**WHAT IS REQUIRED**
Retype the following data line for line, keeping every character unchanged.

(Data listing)
○ ○ ○ ○ ○ ○ ○
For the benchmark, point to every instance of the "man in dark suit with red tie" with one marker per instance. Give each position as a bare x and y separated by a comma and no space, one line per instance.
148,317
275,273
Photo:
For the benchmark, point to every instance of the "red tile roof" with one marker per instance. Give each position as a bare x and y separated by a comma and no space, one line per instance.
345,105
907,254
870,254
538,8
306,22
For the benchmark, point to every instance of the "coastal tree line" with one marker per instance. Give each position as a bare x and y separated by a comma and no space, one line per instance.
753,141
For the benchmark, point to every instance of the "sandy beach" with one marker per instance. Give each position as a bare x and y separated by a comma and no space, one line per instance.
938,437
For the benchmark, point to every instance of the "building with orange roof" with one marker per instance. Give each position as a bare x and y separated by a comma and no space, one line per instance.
○ ○ ○ ○ ○ ○ ○
**PROBLEM SOLUTION**
For the benchmark, point to every instance of the "man in dark suit with red tie" with one marker per instance. Give each position as a bare x and y separated by a comma and no space, one line per instance.
148,317
275,273
Photo:
For the benchmark, point to every instance of the "red tile roof" with one marker per instance. Give each position as a bare x and y separated by a comma and no space, one line per instance.
345,105
907,254
870,254
538,8
306,22
For the benchmark, point to every instance of the "coastal tree line" with one marker per instance. Give each position as a bare x and y separated by a comma and no space, one line per instance.
753,141
For the benchmark, point to every instance of the "sandy beach" with one marker per instance. Give each position as a bare x and y separated by a comma and no space, one line per instance.
938,437
For the benchmark, point to every instance of the "building with orange roof" with one marker per instance. Give each position as a bare x and y separated by a comma and no space, one line per instance.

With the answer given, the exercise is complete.